- **ABOUT THIS TASK**:
Transcribe the data in full, keeping each line exactly as it appears.

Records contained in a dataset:

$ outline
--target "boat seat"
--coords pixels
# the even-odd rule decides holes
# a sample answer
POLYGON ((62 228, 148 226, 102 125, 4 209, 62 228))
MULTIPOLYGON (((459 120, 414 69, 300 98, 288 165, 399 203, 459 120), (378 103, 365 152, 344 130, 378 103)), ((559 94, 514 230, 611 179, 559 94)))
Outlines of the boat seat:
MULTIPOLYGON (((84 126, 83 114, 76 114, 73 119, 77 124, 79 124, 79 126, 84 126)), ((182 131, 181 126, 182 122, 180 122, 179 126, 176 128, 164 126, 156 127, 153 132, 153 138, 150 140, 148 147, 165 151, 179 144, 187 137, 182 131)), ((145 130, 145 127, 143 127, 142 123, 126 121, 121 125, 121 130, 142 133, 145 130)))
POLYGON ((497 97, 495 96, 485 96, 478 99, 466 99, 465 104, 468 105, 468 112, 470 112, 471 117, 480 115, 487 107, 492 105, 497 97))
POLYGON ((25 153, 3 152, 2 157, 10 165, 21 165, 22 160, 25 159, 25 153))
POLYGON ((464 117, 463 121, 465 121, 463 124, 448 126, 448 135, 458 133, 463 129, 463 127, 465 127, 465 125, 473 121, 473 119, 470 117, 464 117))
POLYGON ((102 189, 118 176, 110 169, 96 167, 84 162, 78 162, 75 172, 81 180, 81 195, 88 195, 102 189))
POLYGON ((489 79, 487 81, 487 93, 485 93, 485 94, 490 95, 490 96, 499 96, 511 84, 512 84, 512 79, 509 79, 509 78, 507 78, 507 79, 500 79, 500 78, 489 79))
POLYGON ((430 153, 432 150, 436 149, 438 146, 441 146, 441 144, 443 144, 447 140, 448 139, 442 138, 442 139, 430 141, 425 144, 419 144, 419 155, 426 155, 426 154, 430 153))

- **SOLUTION FOR THIS PROBLEM**:
$ outline
--target "boat seat"
--coords pixels
# the even-odd rule decides holes
# a sample answer
POLYGON ((62 228, 148 226, 102 125, 4 209, 62 228))
MULTIPOLYGON (((459 120, 414 69, 300 98, 288 165, 399 203, 459 120), (378 103, 365 152, 344 130, 378 103)), ((559 94, 514 230, 611 179, 559 94)))
Outlines of the boat seat:
MULTIPOLYGON (((84 126, 83 114, 76 114, 73 119, 77 124, 79 124, 79 126, 84 126)), ((182 131, 181 126, 182 122, 180 122, 179 126, 176 128, 164 126, 156 127, 153 132, 153 138, 150 140, 148 147, 165 151, 179 144, 187 137, 182 131)), ((145 130, 145 127, 143 127, 142 123, 126 121, 121 125, 121 130, 142 133, 145 130)))
POLYGON ((497 97, 495 96, 485 96, 478 99, 466 99, 465 104, 468 105, 468 112, 470 112, 471 117, 480 115, 487 107, 492 105, 497 97))
POLYGON ((25 153, 3 152, 2 157, 10 165, 21 165, 22 160, 25 159, 25 153))
POLYGON ((464 117, 463 121, 465 121, 463 124, 448 126, 448 135, 458 133, 463 129, 463 127, 465 127, 465 125, 473 121, 473 119, 470 117, 464 117))
POLYGON ((102 189, 118 176, 110 169, 96 167, 84 162, 78 162, 75 172, 81 180, 81 195, 88 195, 102 189))
POLYGON ((489 79, 487 81, 487 93, 485 93, 485 94, 490 95, 490 96, 499 96, 511 84, 512 84, 512 79, 509 79, 509 78, 507 78, 507 79, 500 79, 500 78, 489 79))
POLYGON ((430 153, 432 150, 436 149, 438 146, 441 146, 441 144, 443 144, 447 140, 448 139, 442 138, 442 139, 430 141, 425 144, 419 144, 419 155, 426 155, 426 154, 430 153))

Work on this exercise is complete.